→ REQUIREMENTS:
1/ Reproduce the blog post on the Accelerator for Good word for word, from "But rather, incorporating" up to and including "co-creation process began.".
2/ Do these statements agree with the blog post on the Accelerator for Good? For each one, answer yes or no and quote the words that decide it.
(a) The work behind the Accelerator spans more than 40 countries.
(b) Wald advised reinforcing the wings and tail of the planes.
(c) Survivorship bias is described as a form of sampling bias.
3/ In the blog post on the Accelerator for Good, where were most of the bullet holes on the planes that came back from battle?

Notes on building an Accelerator for Good across the world: cognitively un-flattening the landscape
- Bridget Gildea
- 6 days ago
- 4 min read
One of the core premises of our work in the Curiosity Incubator, and now in building the Accelerator for Good, based on our work in over 40 countries in over 120 projects in the past 10 years, is how to incorporate not just what “worked”, in finding solutions to our most pressing problems.
But rather, incorporating all the incredibly important information, experience, know-how and capabilities creation of what didn’t work, into the design, content, and work of the Accelerator itself.
One of the reasons why we focus so much on collective intelligence, and co-creation to co-building of solutions, is the dangers present in some of the common misconceptions about how solutions – and people – work, and how they derail the exact work we all need to succeed, to combat the steep challenges we all face.
In this blog, we talk about what we’re learning in real time with the projects and teams in the Accelerator, and we’re looking to show not just tell how some of this is working – what we thought at the outset might work, and how that changed and shifted as the co-creation process began.
Challenge 1: learning from the wrong things
Survivorship bias or survivor bias is a statistical error that results from concentrating on entities that passed a selection process while overlooking those that did not. This can lead to incorrect conclusions because of incomplete data.
Survivorship bias is a form of sampling bias that can lead to overly optimistic beliefs because multiple failures are overlooked, such as when companies that no longer exist are excluded from analyses of financial performance. It can also lead to the false belief that the successes in a group have some special property, rather than just a coincidence, as in correlation “proves” causality.
The classic example is Abraham Wald’s work on bullet holes in planes coming back from battle in WWII: the planes that returned from battle statistically looked like this, with most of the bullet holes in the wings and tail, so the decision was made to reinforce the wings and tail of planes as they were “obviously” vulnerable to bullet holes.

Wald said no: reinforce the engine.
Why? Because none of the planes hit there returned (they blew up, and their pilots died). If the army had taken the decision based on the data they had in front of them (that ‘survived’) - the decision the majority wanted to take - they would be reinforcing the exact wrong part of the plane.
The way we commonly approach solutions creation - both what we use to define problems, and the way we approach the process - can be beset by our own form of survivorship bias: case studies, and “learning from examples”.

[Pointing dataset records]
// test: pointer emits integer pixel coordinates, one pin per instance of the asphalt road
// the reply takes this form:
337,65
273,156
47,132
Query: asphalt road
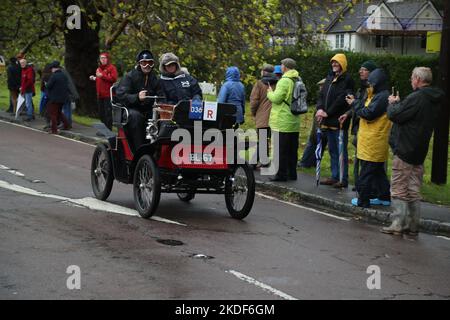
279,251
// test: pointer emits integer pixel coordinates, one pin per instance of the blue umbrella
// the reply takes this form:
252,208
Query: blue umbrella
341,154
318,154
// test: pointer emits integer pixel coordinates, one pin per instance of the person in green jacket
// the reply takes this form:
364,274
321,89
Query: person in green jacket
284,123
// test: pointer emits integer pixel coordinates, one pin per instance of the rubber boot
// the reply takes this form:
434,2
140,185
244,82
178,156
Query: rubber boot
413,219
399,215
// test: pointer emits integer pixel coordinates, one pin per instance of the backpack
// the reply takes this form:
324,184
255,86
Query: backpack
299,94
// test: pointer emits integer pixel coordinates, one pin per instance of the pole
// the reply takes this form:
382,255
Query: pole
441,131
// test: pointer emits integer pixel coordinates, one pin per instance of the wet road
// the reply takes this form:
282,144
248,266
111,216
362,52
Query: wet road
279,251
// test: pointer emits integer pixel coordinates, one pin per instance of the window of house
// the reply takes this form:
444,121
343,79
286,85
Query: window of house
339,41
381,41
423,41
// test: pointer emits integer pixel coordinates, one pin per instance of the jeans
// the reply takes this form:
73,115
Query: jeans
105,112
333,148
29,104
288,142
43,102
67,110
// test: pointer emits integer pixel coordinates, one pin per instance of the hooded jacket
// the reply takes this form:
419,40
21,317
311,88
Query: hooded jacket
177,86
374,125
414,119
135,81
281,117
233,91
27,80
260,105
14,73
108,78
332,96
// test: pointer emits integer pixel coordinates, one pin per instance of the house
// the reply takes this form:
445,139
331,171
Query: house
373,26
391,26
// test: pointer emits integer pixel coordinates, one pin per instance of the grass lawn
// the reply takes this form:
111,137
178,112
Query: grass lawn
439,194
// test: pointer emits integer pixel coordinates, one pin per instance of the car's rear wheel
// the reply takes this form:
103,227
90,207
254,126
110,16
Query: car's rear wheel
102,176
146,186
240,191
186,196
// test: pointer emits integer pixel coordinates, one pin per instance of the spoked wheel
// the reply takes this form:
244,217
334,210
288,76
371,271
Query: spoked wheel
146,186
102,176
186,196
240,191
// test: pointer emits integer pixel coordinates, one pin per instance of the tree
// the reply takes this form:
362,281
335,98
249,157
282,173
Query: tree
440,144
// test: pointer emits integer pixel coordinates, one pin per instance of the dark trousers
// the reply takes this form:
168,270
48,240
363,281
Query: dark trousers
13,94
288,142
105,112
54,109
135,129
309,155
266,142
372,181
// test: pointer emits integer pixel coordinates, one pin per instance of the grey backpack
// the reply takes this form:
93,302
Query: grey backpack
299,94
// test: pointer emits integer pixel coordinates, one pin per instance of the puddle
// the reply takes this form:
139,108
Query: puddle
170,242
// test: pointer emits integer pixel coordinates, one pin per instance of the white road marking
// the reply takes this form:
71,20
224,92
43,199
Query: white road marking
265,287
90,203
16,173
303,207
55,135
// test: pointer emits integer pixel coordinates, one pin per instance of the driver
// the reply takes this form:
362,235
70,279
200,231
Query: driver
176,84
132,90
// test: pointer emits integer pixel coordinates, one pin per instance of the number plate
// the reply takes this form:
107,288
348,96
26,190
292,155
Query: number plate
201,157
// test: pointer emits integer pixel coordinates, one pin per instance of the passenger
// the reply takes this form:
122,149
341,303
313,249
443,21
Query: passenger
132,91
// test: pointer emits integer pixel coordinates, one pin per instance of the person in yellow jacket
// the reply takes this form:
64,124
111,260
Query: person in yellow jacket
331,105
373,142
284,123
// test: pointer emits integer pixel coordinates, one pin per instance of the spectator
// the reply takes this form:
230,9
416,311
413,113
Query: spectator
361,96
185,71
43,111
331,105
233,91
414,119
105,77
14,74
27,87
309,155
176,84
373,147
284,123
58,94
277,71
132,91
260,106
70,105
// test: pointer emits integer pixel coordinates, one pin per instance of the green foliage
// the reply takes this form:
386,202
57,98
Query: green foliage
315,65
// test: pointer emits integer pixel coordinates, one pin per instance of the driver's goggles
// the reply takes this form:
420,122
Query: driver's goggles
146,63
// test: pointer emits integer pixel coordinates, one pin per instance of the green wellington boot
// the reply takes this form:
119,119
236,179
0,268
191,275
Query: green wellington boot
399,215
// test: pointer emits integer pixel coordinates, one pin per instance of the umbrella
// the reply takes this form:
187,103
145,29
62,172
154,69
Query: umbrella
20,103
341,154
318,154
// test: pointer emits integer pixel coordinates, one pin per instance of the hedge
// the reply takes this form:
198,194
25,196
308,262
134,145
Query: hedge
314,66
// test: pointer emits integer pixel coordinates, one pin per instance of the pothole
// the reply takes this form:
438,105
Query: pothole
170,242
201,256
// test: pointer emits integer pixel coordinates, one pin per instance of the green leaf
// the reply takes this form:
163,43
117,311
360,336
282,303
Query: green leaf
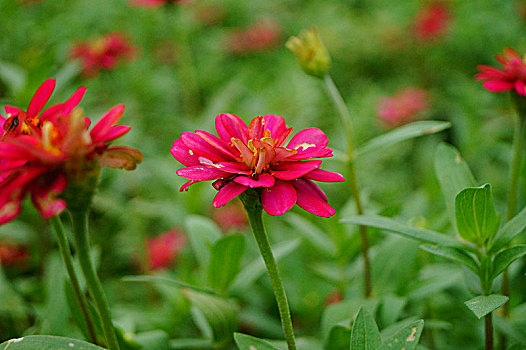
505,257
313,235
419,234
365,334
477,220
225,259
47,342
484,304
256,268
506,234
247,342
453,254
402,133
406,338
453,174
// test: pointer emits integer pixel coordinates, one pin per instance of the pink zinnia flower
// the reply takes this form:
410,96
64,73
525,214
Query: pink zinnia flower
258,156
164,249
403,107
432,22
511,77
259,37
103,53
58,147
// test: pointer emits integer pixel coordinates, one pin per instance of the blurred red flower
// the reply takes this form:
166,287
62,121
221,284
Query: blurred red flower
432,21
403,107
259,37
40,155
255,156
512,76
164,249
103,53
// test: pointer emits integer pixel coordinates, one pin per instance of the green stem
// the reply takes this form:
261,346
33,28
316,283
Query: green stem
254,211
345,118
63,245
80,230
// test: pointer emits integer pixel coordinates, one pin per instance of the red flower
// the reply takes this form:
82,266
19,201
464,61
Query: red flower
432,21
164,249
259,37
511,77
103,53
57,147
256,157
403,107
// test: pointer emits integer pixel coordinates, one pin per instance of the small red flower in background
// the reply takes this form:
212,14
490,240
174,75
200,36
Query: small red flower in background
104,53
231,217
403,107
42,153
432,21
258,156
259,37
512,77
12,254
164,249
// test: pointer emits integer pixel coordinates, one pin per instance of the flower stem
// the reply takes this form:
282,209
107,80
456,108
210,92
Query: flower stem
345,117
63,245
80,230
254,211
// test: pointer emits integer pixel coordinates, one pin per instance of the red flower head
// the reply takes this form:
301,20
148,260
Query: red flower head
103,53
58,148
511,77
164,249
259,37
259,157
432,22
403,107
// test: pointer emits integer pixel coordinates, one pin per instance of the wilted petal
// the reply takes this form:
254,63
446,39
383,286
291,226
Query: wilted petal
227,192
278,200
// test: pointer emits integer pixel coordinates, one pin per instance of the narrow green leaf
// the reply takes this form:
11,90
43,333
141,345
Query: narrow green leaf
505,257
225,259
453,254
419,234
256,268
406,338
506,234
247,342
453,174
484,304
47,342
365,334
402,133
477,220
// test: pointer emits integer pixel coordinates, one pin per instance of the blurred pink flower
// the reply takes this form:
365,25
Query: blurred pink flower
432,21
511,77
402,107
57,146
104,53
164,249
259,37
255,156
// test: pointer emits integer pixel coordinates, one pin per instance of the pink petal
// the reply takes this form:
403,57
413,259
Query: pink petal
312,199
201,173
263,180
324,176
290,170
183,154
278,200
227,192
40,98
230,126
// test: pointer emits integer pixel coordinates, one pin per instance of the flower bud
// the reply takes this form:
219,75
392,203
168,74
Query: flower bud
310,52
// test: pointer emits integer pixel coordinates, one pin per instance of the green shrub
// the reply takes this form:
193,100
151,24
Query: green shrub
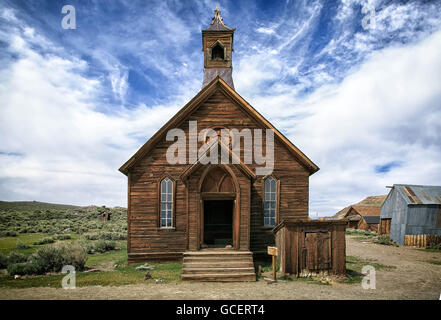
63,237
52,258
16,257
3,261
106,236
20,245
8,233
102,246
44,241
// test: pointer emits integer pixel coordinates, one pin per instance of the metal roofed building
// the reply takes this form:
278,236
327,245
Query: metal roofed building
411,210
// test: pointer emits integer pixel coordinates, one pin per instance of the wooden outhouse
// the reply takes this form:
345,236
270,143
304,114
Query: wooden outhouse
311,247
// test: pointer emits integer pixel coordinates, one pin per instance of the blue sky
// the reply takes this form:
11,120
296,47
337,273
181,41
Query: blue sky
362,103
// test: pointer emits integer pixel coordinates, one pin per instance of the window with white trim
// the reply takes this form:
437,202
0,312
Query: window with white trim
166,203
270,202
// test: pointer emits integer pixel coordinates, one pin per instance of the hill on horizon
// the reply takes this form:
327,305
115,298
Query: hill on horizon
35,205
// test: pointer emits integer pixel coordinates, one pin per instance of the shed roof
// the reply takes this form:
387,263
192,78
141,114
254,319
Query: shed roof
367,211
372,219
418,194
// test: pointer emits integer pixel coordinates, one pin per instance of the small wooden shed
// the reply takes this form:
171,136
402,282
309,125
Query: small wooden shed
311,247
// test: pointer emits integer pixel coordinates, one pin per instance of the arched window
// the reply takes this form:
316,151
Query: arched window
166,203
217,53
270,202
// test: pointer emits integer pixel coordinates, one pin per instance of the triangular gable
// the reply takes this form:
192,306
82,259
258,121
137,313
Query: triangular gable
241,166
193,104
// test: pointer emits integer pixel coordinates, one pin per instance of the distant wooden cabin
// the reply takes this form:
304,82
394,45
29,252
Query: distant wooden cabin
363,217
178,208
411,210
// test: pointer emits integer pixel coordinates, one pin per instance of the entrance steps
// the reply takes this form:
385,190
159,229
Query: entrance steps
218,265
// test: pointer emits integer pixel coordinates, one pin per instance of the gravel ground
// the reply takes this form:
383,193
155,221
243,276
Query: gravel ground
413,278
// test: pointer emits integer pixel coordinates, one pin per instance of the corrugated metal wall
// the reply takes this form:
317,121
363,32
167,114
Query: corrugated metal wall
412,219
395,207
422,220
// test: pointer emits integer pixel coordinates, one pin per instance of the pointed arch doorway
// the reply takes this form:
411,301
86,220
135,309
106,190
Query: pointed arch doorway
219,227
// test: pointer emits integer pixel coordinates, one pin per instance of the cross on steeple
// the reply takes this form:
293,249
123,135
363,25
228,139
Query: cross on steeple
217,44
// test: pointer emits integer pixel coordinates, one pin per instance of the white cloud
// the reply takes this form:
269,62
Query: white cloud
265,30
385,111
58,147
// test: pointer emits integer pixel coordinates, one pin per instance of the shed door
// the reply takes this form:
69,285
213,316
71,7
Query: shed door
318,251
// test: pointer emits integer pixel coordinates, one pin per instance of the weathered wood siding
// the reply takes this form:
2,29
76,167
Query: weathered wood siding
307,247
146,240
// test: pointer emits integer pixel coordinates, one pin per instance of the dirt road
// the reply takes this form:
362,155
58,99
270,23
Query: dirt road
413,278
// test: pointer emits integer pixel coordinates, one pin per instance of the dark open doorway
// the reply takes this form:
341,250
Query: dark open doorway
218,223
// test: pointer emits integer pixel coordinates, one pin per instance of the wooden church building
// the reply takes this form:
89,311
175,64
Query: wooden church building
214,215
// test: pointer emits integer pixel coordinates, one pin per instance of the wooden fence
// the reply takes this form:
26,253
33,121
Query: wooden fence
421,240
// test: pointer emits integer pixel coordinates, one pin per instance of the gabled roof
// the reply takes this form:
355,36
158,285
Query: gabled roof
367,211
375,201
417,194
242,166
216,84
372,219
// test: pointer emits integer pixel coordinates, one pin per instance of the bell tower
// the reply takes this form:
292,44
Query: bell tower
217,45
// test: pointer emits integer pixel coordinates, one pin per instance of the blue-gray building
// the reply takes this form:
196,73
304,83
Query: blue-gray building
411,210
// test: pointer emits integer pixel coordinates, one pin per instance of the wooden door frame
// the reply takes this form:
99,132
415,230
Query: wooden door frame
235,196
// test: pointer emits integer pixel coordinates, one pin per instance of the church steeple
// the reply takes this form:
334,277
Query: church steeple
217,44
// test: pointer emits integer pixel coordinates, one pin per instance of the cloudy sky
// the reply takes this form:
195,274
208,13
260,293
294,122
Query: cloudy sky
357,90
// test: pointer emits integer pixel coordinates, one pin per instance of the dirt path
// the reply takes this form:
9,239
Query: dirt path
413,278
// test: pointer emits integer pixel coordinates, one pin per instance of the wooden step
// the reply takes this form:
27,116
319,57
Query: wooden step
218,265
222,277
218,270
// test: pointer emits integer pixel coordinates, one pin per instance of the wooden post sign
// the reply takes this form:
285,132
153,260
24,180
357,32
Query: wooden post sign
272,251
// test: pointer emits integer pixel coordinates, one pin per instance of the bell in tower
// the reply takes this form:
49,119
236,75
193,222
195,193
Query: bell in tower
217,44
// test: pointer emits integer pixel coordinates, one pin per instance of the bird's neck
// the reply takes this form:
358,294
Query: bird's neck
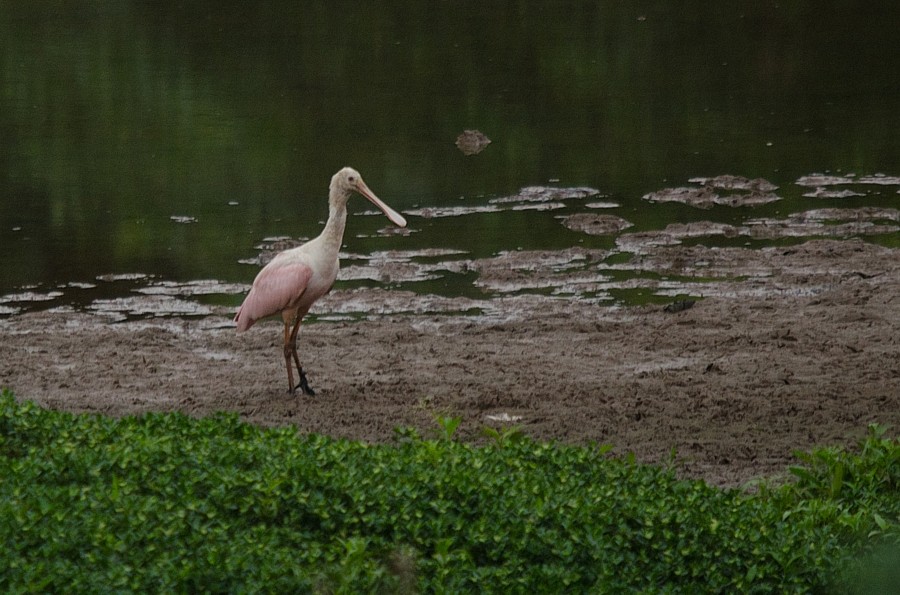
333,234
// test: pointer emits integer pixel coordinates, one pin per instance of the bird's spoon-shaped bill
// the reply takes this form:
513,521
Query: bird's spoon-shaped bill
393,215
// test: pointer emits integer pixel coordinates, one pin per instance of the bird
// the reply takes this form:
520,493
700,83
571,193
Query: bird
295,279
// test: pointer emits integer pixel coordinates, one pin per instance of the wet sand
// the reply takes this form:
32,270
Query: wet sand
789,348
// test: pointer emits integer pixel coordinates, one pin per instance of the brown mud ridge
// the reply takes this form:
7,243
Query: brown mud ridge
790,347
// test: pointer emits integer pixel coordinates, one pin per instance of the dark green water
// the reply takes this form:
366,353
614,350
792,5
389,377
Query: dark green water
117,116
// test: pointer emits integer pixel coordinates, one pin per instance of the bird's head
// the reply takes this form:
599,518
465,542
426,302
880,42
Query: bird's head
348,180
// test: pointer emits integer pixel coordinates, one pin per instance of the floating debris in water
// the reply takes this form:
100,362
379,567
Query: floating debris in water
728,182
472,142
30,296
679,306
79,285
183,219
822,192
162,305
814,180
122,277
758,192
596,225
545,194
203,287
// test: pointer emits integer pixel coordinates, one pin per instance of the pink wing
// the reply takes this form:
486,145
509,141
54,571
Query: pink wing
276,288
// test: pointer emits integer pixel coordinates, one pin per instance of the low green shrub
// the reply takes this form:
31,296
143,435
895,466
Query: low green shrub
164,502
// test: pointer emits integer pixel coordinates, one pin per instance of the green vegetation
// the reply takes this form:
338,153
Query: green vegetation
164,502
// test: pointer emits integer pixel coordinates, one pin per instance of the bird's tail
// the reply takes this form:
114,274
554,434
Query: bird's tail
243,322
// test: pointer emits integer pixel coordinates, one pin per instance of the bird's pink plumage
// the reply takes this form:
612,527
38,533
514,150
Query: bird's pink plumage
278,287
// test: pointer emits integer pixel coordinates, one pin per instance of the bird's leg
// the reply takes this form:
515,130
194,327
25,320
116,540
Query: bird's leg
287,356
304,383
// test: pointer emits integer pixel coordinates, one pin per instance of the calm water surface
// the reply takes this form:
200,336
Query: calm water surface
170,141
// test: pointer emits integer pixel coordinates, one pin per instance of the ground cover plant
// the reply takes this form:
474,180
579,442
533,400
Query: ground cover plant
164,502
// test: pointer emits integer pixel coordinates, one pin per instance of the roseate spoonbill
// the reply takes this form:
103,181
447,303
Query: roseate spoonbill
296,278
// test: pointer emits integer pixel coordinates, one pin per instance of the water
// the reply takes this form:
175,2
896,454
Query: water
143,144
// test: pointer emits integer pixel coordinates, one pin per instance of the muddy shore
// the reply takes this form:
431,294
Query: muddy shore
803,351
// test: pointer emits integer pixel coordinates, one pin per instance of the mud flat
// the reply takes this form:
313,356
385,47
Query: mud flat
786,348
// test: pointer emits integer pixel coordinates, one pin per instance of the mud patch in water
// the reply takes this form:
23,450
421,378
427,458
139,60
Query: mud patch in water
596,225
752,193
154,305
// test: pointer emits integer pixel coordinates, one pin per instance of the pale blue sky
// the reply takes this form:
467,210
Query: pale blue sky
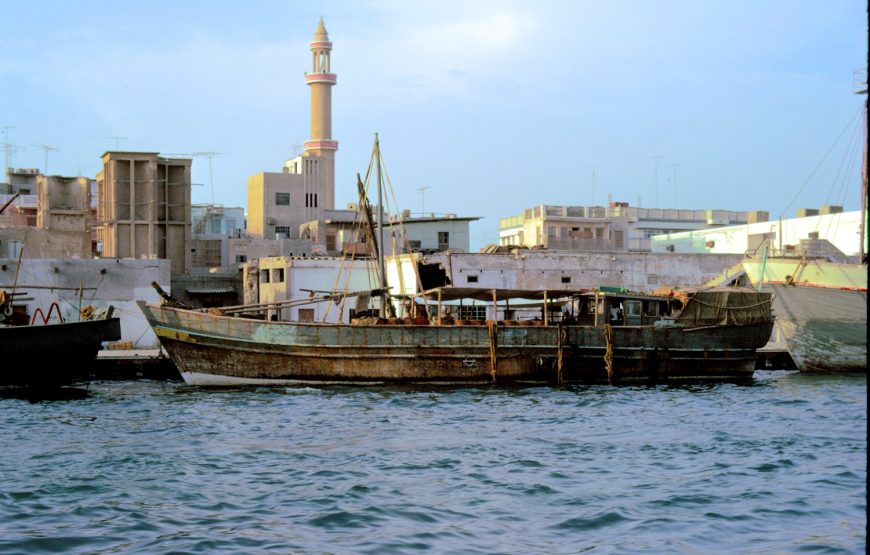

→ ANSWERS BY TASK:
1/
But rather, incorporating all the incredibly important information, experience, know-how and capabilities creation of what didn’t work, into the design, content, and work of the Accelerator itself.
One of the reasons why we focus so much on collective intelligence, and co-creation to co-building of solutions, is the dangers present in some of the common misconceptions about how solutions – and people – work, and how they derail the exact work we all need to succeed, to combat the steep challenges we all face.
In this blog, we talk about what we’re learning in real time with the projects and teams in the Accelerator, and we’re looking to show not just tell how some of this is working – what we thought at the outset might work, and how that changed and shifted as the co-creation process began.

2/
(a) Yes: "based on our work in over 40 countries in over 120 projects in the past 10 years"
(b) No: "Wald said no: reinforce the engine."
(c) Yes: "Survivorship bias is a form of sampling bias"

3/ In the wings and tail.